(Stored data entries)
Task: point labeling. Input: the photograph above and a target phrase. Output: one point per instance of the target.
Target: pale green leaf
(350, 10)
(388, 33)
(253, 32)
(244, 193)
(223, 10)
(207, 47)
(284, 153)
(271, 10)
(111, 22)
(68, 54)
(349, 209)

• SET TASK: Put each line of the records above into a JSON list of strings, one string per line, with blank lines omitted.

• THE REPLY:
[
  "Task: point labeling. Input: the photograph above and a target phrase. Output: one point per instance of the target.",
  "Target: pale green leaf",
  "(350, 10)",
  "(388, 33)",
  "(253, 32)",
  "(244, 193)",
  "(223, 10)",
  "(207, 47)",
  "(284, 153)",
  "(271, 10)",
  "(111, 22)",
  "(68, 54)",
  "(349, 209)"
]